# Recorded data
-*-*-

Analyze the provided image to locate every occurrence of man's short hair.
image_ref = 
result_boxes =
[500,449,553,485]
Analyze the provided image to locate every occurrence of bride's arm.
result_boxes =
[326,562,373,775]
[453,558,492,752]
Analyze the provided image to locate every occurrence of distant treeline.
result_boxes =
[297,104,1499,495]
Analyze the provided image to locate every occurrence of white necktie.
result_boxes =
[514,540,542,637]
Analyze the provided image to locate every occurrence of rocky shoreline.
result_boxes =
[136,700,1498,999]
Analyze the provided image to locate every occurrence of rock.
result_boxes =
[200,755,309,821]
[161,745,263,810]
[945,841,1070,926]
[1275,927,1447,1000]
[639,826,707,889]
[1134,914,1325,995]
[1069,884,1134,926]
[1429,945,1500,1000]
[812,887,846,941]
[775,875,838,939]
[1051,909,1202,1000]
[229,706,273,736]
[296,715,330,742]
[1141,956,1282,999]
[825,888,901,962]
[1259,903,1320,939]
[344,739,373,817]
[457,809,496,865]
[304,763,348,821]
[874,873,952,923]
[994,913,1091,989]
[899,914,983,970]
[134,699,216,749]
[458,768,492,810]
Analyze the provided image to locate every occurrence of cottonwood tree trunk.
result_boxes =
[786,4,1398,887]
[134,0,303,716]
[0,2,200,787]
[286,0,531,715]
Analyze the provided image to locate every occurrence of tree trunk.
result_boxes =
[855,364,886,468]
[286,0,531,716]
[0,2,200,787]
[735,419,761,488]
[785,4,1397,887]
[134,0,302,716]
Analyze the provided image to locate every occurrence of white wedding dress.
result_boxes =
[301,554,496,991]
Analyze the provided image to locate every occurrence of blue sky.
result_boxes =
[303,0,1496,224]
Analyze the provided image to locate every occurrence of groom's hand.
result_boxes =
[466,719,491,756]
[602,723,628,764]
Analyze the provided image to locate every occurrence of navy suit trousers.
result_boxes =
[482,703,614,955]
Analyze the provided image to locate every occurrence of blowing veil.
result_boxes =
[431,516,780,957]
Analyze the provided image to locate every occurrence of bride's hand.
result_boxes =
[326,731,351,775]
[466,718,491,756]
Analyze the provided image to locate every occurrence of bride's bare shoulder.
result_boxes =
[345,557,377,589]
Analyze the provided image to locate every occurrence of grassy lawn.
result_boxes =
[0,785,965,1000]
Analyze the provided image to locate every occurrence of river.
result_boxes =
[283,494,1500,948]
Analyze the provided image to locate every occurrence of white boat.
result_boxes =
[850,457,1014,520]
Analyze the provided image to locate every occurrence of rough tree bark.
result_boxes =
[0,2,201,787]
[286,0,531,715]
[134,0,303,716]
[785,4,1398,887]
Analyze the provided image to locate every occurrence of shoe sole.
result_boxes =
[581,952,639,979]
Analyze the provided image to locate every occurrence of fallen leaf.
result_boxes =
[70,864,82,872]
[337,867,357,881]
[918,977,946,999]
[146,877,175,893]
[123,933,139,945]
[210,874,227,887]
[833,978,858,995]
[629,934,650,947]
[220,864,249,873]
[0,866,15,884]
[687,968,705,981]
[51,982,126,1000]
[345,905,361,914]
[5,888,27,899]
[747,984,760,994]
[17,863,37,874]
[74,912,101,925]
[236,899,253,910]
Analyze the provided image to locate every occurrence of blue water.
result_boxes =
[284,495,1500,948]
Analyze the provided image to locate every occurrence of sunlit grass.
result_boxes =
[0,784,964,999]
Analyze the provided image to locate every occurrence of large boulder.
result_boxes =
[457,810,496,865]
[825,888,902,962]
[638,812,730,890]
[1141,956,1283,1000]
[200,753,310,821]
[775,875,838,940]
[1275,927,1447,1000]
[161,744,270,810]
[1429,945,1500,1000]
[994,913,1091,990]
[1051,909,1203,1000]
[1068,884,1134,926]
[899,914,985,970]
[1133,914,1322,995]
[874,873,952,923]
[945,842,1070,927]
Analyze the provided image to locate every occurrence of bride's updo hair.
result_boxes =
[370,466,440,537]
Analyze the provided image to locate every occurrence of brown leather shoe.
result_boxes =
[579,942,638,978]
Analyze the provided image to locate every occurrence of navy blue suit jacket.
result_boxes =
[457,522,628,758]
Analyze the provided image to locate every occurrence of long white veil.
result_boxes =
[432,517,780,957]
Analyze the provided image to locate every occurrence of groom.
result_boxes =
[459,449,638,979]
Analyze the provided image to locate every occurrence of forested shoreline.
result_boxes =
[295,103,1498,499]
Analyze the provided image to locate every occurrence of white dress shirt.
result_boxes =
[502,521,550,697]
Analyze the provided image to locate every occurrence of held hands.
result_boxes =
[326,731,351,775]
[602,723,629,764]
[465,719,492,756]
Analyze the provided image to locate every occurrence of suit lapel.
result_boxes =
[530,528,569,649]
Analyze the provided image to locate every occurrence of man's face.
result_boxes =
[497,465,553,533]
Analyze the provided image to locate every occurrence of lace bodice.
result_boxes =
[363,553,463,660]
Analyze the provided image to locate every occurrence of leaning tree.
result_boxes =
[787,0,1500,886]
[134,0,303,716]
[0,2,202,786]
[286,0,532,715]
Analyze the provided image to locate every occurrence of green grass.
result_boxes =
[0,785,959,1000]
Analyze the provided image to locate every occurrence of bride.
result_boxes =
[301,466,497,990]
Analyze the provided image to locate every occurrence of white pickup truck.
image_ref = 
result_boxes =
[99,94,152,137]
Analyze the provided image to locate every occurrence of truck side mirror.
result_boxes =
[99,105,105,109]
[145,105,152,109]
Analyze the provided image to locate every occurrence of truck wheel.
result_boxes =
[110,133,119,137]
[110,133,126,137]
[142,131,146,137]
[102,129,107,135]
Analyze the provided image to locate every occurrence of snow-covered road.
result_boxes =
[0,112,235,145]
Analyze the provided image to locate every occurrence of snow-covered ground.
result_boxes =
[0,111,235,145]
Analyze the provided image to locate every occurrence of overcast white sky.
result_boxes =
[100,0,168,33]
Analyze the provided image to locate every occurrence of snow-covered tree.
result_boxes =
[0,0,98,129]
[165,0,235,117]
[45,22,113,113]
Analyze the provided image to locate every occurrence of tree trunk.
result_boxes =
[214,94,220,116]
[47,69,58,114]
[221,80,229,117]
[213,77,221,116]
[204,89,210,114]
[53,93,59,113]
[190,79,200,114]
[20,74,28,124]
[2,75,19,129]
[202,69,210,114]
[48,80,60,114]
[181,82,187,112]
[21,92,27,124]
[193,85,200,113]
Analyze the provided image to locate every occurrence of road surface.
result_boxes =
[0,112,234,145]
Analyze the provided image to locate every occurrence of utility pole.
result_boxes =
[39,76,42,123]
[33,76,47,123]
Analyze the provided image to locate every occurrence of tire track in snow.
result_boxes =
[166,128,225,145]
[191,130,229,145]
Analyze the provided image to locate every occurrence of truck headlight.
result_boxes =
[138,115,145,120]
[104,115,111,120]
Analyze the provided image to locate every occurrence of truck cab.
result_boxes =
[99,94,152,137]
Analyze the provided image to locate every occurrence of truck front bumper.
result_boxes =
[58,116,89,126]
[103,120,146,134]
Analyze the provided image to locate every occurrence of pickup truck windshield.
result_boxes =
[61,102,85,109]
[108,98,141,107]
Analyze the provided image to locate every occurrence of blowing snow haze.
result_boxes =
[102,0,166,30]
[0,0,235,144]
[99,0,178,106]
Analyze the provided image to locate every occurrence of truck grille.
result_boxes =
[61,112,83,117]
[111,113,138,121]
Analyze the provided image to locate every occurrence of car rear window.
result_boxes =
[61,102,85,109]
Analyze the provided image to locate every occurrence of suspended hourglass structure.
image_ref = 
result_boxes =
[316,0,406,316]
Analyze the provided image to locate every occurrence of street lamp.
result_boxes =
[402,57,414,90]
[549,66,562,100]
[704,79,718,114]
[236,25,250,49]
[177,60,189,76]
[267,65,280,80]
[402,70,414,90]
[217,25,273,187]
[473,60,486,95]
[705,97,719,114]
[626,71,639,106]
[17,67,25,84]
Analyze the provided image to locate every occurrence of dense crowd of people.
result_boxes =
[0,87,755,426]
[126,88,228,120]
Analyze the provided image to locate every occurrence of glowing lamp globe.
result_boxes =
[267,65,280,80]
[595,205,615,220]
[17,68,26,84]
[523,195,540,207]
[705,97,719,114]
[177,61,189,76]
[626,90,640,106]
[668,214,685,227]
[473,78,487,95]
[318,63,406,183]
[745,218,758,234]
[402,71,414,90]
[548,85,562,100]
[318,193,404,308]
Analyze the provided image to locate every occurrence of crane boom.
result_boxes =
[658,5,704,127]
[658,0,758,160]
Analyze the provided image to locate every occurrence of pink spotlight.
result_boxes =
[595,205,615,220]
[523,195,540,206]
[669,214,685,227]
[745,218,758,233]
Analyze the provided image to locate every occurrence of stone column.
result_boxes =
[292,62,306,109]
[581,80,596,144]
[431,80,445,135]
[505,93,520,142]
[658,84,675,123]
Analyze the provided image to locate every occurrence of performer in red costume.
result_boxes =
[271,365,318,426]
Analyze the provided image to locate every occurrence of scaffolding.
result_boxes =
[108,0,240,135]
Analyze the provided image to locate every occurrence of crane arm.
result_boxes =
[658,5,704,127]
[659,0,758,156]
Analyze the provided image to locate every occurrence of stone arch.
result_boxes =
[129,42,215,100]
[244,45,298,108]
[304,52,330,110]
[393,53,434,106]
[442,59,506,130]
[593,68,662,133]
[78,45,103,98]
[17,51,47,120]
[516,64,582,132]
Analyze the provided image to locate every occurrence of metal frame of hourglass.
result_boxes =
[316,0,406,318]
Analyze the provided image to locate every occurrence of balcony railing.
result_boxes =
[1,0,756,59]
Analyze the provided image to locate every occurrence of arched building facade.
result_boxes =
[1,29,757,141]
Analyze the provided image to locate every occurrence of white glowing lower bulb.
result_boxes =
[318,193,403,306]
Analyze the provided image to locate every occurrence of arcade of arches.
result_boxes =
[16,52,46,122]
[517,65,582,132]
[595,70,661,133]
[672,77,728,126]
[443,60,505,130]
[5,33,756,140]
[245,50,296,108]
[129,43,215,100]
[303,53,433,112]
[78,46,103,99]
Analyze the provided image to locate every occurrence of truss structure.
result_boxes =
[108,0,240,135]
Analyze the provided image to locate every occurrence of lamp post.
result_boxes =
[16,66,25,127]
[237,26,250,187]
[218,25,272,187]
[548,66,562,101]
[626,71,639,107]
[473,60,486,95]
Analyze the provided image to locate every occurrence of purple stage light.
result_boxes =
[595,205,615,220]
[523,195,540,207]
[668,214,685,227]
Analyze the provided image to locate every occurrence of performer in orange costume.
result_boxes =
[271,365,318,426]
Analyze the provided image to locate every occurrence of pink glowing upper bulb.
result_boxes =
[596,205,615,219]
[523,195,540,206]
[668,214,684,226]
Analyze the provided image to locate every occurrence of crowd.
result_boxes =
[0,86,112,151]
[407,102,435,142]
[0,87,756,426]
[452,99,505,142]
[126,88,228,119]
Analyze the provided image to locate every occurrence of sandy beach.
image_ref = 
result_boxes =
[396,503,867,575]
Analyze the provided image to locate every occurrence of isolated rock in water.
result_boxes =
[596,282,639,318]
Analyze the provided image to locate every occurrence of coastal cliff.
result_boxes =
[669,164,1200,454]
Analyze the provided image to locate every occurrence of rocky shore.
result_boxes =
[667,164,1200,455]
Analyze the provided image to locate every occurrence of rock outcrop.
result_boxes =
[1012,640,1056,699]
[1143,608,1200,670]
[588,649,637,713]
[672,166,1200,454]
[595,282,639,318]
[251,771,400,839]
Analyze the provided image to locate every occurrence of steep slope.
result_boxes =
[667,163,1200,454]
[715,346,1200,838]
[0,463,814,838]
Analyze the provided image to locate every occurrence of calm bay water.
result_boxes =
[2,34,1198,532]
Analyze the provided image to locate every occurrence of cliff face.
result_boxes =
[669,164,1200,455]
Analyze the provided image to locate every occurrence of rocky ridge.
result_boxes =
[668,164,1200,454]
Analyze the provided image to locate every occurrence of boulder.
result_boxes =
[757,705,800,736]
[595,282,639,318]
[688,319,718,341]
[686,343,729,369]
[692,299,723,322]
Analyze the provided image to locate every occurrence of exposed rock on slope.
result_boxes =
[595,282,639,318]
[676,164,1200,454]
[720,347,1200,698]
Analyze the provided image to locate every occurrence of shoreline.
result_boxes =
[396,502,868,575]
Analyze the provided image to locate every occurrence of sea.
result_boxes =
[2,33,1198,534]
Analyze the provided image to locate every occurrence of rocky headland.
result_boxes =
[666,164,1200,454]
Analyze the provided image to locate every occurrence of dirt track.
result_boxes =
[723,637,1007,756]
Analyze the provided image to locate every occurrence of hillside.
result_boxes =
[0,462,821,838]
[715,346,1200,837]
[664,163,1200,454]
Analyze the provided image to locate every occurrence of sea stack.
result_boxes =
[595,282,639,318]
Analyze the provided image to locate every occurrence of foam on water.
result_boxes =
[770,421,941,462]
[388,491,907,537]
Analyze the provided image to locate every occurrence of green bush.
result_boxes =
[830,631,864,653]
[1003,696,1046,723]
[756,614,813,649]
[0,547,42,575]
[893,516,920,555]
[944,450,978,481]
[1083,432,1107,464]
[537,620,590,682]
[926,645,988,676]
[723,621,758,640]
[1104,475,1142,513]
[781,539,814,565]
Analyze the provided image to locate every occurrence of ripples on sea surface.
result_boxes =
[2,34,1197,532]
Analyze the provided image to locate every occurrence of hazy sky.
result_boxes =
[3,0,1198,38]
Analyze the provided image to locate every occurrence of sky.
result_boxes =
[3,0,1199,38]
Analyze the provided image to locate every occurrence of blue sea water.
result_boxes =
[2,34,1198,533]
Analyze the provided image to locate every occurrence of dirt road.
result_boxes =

-*-*-

Using the material above, count the lines containing the word "lamp". Reply with the number alone.

3